# WHAT TO PRODUCE
The lines from the one with "Each instance of the hat" through the last line below are to be copied exactly; no other lines are to be returned.
*** INPUT RECORDS Section Begins ***
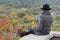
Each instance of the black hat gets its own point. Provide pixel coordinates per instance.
(46, 7)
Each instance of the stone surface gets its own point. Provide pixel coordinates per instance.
(36, 37)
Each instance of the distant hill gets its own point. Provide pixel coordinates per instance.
(30, 1)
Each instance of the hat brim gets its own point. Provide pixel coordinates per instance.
(46, 8)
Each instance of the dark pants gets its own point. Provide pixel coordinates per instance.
(26, 33)
(32, 32)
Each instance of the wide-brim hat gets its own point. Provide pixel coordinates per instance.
(46, 7)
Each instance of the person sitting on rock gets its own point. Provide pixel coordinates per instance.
(44, 27)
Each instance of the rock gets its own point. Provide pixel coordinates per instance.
(36, 37)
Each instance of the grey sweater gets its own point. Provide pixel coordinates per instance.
(44, 27)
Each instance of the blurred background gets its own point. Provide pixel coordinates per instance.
(15, 14)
*** INPUT RECORDS Section Ends ***
# COMPLETED TASK
Each instance of the hat brim gets its own point. Provide pixel coordinates per instance.
(46, 8)
Each instance of the dark pants gets its own point. Provide pixel coordinates per instance.
(26, 33)
(32, 32)
Each instance of the wide-brim hat gets its own point. Provide pixel coordinates per instance.
(46, 7)
Each instance of the person sitting on rock gets its own point. Provide pixel coordinates per instance.
(44, 27)
Each instance of the rock gets its own point. Provide pixel coordinates per instance.
(36, 37)
Each instance of the grey sweater gets its own point. Provide pixel coordinates per instance.
(44, 27)
Each instance of the blurred background gets its own point. Provide pixel coordinates per instance.
(15, 14)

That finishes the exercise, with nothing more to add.